··· SUPPLIED INFORMATION ···

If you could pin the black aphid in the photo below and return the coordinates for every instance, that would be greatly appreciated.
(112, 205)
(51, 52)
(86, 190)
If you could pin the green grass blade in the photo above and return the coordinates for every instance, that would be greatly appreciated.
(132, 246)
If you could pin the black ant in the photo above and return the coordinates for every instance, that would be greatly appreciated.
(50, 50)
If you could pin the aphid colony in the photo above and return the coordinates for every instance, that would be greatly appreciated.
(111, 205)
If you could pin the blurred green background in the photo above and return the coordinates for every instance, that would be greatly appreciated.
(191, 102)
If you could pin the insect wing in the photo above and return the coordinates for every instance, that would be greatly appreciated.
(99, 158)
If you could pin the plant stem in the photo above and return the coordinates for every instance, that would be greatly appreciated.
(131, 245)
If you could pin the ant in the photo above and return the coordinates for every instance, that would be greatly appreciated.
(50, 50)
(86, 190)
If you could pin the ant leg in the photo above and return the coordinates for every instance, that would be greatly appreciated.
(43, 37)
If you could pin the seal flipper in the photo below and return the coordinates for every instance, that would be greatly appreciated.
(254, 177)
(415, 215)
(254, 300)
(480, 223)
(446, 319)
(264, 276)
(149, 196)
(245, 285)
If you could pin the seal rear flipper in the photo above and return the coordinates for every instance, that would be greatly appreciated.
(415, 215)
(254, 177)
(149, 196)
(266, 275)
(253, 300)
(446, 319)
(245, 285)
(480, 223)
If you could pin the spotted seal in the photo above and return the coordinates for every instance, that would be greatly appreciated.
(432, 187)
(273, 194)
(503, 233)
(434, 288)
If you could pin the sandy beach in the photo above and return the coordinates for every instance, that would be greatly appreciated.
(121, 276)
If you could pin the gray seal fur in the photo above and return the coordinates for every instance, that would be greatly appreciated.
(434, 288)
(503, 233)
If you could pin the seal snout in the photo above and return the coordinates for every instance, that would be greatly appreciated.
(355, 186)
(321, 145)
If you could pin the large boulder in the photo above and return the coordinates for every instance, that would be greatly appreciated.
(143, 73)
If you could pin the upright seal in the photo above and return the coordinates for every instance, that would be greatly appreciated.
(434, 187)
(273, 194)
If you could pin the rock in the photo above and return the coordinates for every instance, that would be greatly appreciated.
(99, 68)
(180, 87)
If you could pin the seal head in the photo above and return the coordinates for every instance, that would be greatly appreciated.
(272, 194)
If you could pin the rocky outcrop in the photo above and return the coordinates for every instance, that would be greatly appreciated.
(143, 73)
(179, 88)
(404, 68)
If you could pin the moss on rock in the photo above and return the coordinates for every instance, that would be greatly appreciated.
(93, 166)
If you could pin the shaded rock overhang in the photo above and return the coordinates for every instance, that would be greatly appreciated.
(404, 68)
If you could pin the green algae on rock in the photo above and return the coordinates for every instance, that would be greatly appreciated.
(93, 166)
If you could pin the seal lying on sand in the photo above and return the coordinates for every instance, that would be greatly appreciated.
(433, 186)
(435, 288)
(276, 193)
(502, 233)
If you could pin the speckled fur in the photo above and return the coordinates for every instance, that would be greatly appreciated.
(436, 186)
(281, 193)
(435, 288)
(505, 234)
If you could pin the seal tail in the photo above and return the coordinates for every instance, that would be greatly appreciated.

···

### WRITTEN TASK
Quote all the records exactly, please, leaving none out.

### RESULT OF THE EXERCISE
If you could pin the black aphid in the photo below and return the coordinates for every instance, that would be greatly appreciated.
(112, 205)
(51, 52)
(86, 190)
If you could pin the green grass blade in the photo above and return the coordinates for every instance, that would be greatly appreciated.
(132, 246)
If you could pin the black ant in the photo above and return the coordinates for every instance, that would be greatly appreciated.
(50, 50)
If you could pin the aphid colony in the photo above and return the coordinates for every instance, that would be greatly appreciated.
(111, 205)
If you could pin the blurred green background in the photo above and return the coordinates for every instance, that would be greatly appreciated.
(191, 102)
If you could pin the insect wing in the photo above and return the coordinates for every instance, that would be greatly appreciated.
(99, 158)
If you could pin the plant stem in the photo above and return the coordinates for every instance, that would be greatly appreciated.
(131, 245)
If you could pin the ant in the photo above and return the coordinates for every instance, that would be greatly appreciated.
(50, 50)
(86, 190)
If you could pin the ant leg in the photo above and return the coordinates for every instance, that would be greatly appreciated.
(43, 37)
If you could pin the seal flipper in the photo below and return the coordinates for every instance, that would be greatly appreciated.
(254, 177)
(415, 215)
(254, 300)
(480, 223)
(446, 319)
(264, 276)
(149, 196)
(245, 285)
If you could pin the seal rear flipper in the photo above and return the coordinates for every instance, that would be greatly appreciated.
(415, 215)
(254, 177)
(149, 196)
(266, 275)
(253, 300)
(446, 319)
(245, 285)
(480, 223)
If you could pin the spotted seal in the photo above and return the coordinates for every instance, that would be greatly appreciated.
(432, 187)
(273, 194)
(503, 233)
(434, 288)
If you could pin the sandy beach in the photo above and return the coordinates for every instance, that would be greatly appreciated.
(121, 276)
If you could pin the gray seal fur in the photo above and return the coordinates for every instance, that would be greatly appreciated.
(434, 288)
(503, 233)
If you could pin the seal snout in the photo above and return the coordinates for every instance, that would be greatly appreciated.
(355, 186)
(321, 145)
If you could pin the large boulder in the photo above and return the coordinates for every instance, that would be greatly appreciated.
(143, 73)
If you could pin the upright seal in the photo above and return the coordinates for every instance, that would be greatly appreciated.
(434, 187)
(273, 194)
If you could pin the rock in the photo above and return the coordinates for every instance, that would be greatly appreciated.
(99, 68)
(180, 87)
If you could pin the seal head in the photo above and return the coordinates for every instance, that would be greatly appreciated.
(272, 194)
If you could pin the rocky outcrop in the photo above and return the coordinates for every instance, that would be greatly appreciated.
(143, 73)
(179, 88)
(404, 68)
If you could pin the moss on rock in the photo above and return the coordinates for every instance, that would be greatly appreciated.
(93, 166)
If you could pin the shaded rock overhang in the photo above and return the coordinates for every instance, that would be greatly appreciated.
(404, 68)
If you could pin the green algae on rock in the photo above and return the coordinates for every instance, that would be greatly appreciated.
(93, 166)
If you could pin the seal lying on sand in the photo above and return the coordinates for every instance, that would be greatly appreciated.
(433, 186)
(435, 288)
(276, 193)
(502, 233)
If you could pin the speckled fur in the photo above and return the coordinates for every instance, that would be greatly appreciated.
(436, 186)
(281, 193)
(435, 288)
(505, 234)
If you could pin the seal tail in the photo above and return the coordinates for every instance, that would be greatly appreciated.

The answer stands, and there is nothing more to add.